Un avvincente percorso tra le opere di 21 “Nuovi Maestri” dell’arte italiana del dopoguerra, capaci di segnare profondamente non solo la scena artistica domestica ma di diventare punto di riferimento nel panorama internazionale. Le Sale Chiablese dei Musei Reali di Torino ospitano fino al 2 marzo la mostra «1950-1970. La grande arte italiana», curata dalla direttrice della GNAM-Galleria Nazionale d’Arte Moderna e Contemporanea Renata Cristina Mazzantini e dallo studioso Luca Massimo Barbero.
È la prima volta che un cospicuo numero di opere, ben 79, vengono riunite insieme per la prima volta fuori dal museo della Capitale, per raccontarci la vivace temperie culturale italiana maturatasi tra gli anni Cinquanta e Settanta e i dialoghi intercorsi in quella stagione tra gli artisti più importanti, rendendo omaggio allo straordinario ruolo svolto dalla ‘leggendaria’ direttrice della GNAM, Palma Bucarelli, che ne resse le fortune dal 1941 al 1975, intrecciando rapporti con gli artisti più significativi e innovativi come Alberto Burri, Lucio Fontana, Ettore Colla e Giuseppe Capogrossi.
La Galleria Nazionale fu un vero e proprio laboratorio del contemporaneo, aprendo le sue sale ai quadri specchianti di Michelangelo Pistoletto, alle corrosive critiche al potere costituito di Franco Angeli, alle provocazioni di Piero Manzoni e alle opere di Pino Pascali.
Erano gli anni dell’accesa controversia tra astrattismo e realismo, che coinvolse non solo il mondo artistico e intellettuale ma anche quello politico (Umberto Terracini presentava un’interrogazione parlamentare per conoscere l’importo speso dalla Galleria Nazionale per assicurarsi il “Grande sacco” di Alberto Burri).
Da un lato i figurativi, legati a una tradizione realista e impegnata politicamente come Renato Guttuso e il gruppo Corrente. Dall’altro gli astrattisti, concentrati su un’arte più concettuale e internazionale che cercava di superare i limiti della rappresentazione realistica ed esplorare nuove dimensioni spaziali e formali. Se il PCI rifiutava l’astrattismo in quanto arte elitaria lontana dalla realtà sociale, il gruppo Forma 1, con Piero Dorazio, Giulio Turcato e Carla Accardi, proponevano di conciliare l’astrattismo con l’impegno politico attraverso una sintesi tra ricerca formale e valori sociali.

RECORD FORNITI:
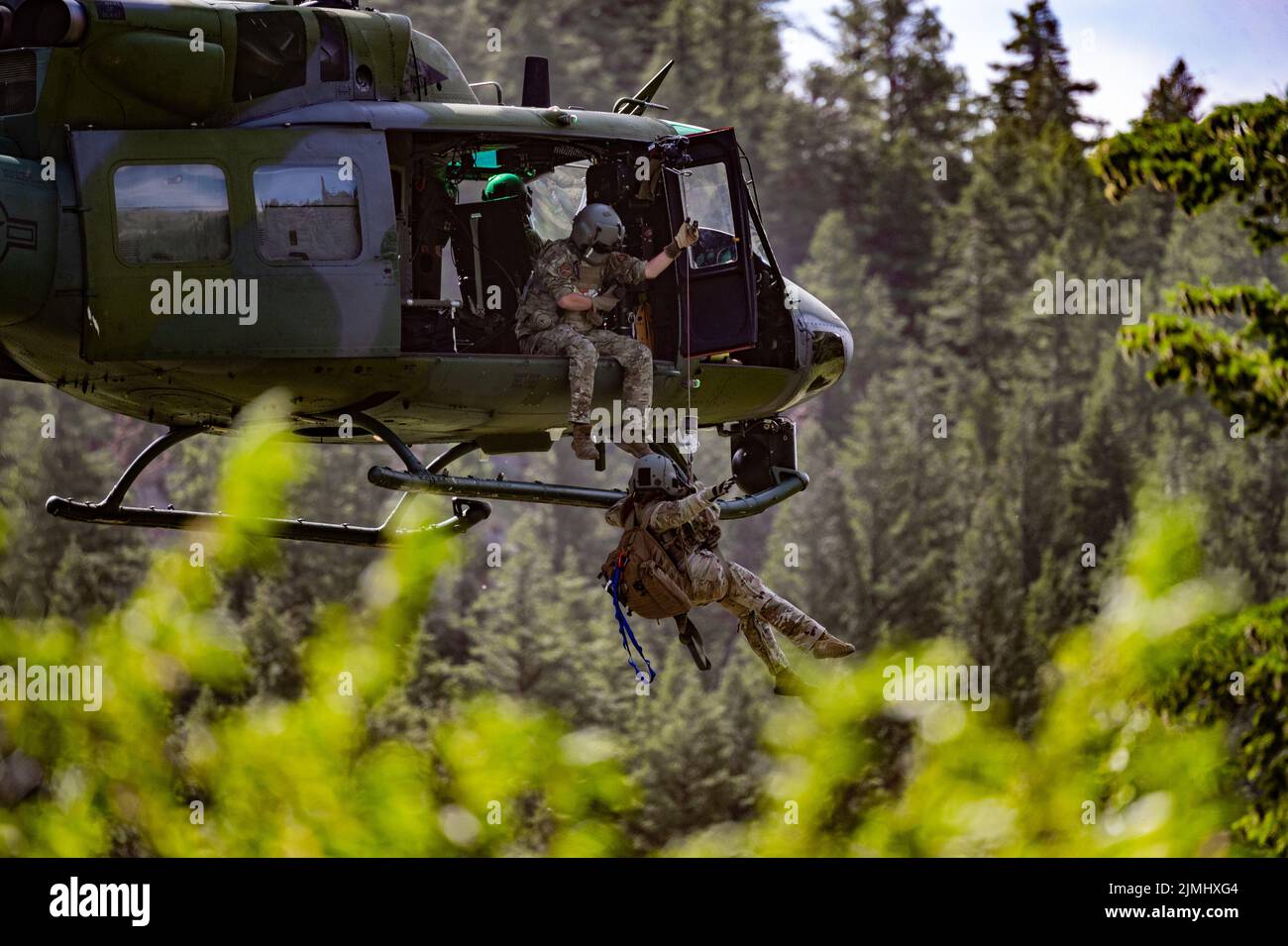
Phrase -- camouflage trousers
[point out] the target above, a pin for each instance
(583, 349)
(760, 610)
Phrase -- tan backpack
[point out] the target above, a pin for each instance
(649, 584)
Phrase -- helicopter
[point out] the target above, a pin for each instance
(204, 201)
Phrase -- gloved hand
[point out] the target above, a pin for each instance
(722, 486)
(688, 235)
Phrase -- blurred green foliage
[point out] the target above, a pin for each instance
(286, 778)
(1127, 757)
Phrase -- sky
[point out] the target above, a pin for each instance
(1236, 50)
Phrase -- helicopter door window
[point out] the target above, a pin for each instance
(307, 213)
(171, 214)
(706, 198)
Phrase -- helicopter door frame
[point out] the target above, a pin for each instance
(246, 300)
(717, 300)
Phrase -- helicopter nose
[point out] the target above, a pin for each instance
(829, 343)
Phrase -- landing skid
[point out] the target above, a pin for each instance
(790, 482)
(468, 494)
(111, 511)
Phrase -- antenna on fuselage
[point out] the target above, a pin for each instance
(643, 99)
(536, 82)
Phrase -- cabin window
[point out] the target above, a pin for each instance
(706, 198)
(308, 213)
(171, 214)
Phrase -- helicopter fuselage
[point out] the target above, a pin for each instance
(292, 202)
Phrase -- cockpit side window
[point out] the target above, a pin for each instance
(171, 214)
(704, 190)
(555, 200)
(271, 50)
(307, 213)
(333, 48)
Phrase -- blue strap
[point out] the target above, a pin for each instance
(625, 630)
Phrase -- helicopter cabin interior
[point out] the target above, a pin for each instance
(468, 259)
(378, 244)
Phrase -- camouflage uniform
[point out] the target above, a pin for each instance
(690, 533)
(544, 328)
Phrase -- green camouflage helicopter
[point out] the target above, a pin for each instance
(201, 201)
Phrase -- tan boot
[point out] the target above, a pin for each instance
(581, 443)
(827, 646)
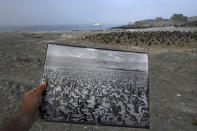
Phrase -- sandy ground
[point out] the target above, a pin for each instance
(172, 75)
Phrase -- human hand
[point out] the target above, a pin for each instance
(31, 102)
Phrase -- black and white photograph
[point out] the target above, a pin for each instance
(95, 86)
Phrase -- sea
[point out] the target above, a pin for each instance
(38, 28)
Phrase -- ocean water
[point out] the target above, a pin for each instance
(53, 28)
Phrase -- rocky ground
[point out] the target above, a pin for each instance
(172, 75)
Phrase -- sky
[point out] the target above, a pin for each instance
(90, 53)
(83, 12)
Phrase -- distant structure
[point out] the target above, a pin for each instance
(130, 23)
(97, 24)
(159, 18)
(178, 19)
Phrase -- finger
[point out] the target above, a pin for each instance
(42, 87)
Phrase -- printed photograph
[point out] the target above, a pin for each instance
(94, 86)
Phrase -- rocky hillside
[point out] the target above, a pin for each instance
(175, 20)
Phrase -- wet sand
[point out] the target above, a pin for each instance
(172, 77)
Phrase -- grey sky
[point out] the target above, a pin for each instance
(56, 12)
(89, 53)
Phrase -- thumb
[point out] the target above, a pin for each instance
(42, 87)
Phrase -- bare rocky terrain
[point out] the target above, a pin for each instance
(172, 78)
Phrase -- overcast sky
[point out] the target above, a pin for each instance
(61, 12)
(89, 53)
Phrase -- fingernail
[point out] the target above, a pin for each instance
(43, 83)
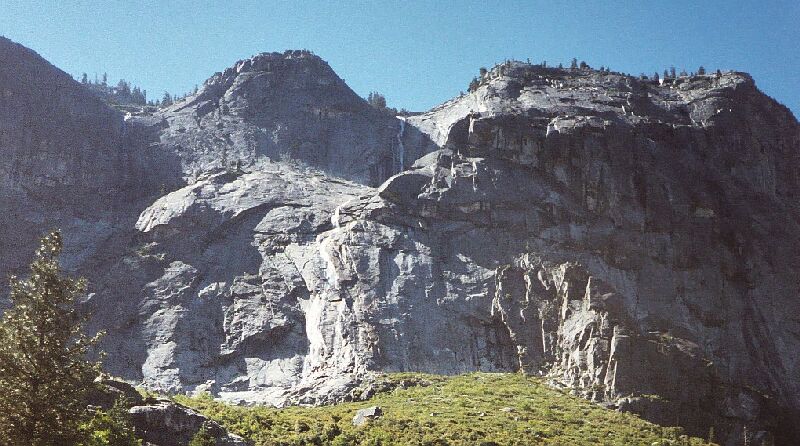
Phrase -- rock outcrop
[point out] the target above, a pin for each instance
(635, 241)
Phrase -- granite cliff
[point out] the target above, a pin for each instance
(274, 239)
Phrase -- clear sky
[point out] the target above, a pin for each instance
(417, 53)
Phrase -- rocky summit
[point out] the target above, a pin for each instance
(275, 239)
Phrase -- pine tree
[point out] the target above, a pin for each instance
(45, 375)
(111, 428)
(166, 100)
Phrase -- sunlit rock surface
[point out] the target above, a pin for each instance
(274, 239)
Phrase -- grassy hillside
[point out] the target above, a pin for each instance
(476, 409)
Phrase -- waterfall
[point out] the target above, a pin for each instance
(401, 148)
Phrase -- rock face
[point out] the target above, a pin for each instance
(636, 242)
(169, 424)
(288, 106)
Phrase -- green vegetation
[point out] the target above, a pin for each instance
(476, 409)
(45, 375)
(203, 438)
(111, 428)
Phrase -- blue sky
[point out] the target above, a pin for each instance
(417, 53)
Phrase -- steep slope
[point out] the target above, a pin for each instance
(288, 106)
(636, 242)
(68, 160)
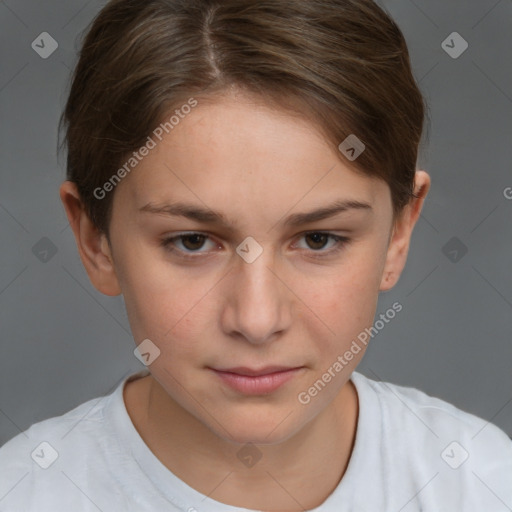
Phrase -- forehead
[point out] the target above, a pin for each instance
(238, 151)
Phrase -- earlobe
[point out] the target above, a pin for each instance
(92, 245)
(398, 248)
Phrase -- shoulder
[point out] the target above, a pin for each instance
(421, 438)
(51, 454)
(413, 407)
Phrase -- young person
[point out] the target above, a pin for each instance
(244, 174)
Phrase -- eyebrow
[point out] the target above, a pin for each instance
(208, 216)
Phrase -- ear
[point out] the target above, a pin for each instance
(400, 239)
(92, 244)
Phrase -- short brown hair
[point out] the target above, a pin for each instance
(342, 64)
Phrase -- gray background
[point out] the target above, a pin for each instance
(63, 343)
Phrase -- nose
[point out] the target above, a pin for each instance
(258, 301)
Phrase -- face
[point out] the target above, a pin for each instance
(256, 286)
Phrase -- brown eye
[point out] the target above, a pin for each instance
(319, 240)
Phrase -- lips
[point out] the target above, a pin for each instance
(249, 372)
(252, 381)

CONSEGNE:
1/ Nel brano sulla mostra di Torino, in quali anni Palma Bucarelli guidò la GNAM?
2/ Riporta dal brano sulla mostra il tratto compreso tra "La Galleria Nazionale fu" e "di Alberto Burri).", estremi inclusi.

RISPOSTE:
1/ Dal 1941 al 1975.

2/
La Galleria Nazionale fu un vero e proprio laboratorio del contemporaneo, aprendo le sue sale ai quadri specchianti di Michelangelo Pistoletto, alle corrosive critiche al potere costituito di Franco Angeli, alle provocazioni di Piero Manzoni e alle opere di Pino Pascali.
Erano gli anni dell’accesa controversia tra astrattismo e realismo, che coinvolse non solo il mondo artistico e intellettuale ma anche quello politico (Umberto Terracini presentava un’interrogazione parlamentare per conoscere l’importo speso dalla Galleria Nazionale per assicurarsi il “Grande sacco” di Alberto Burri).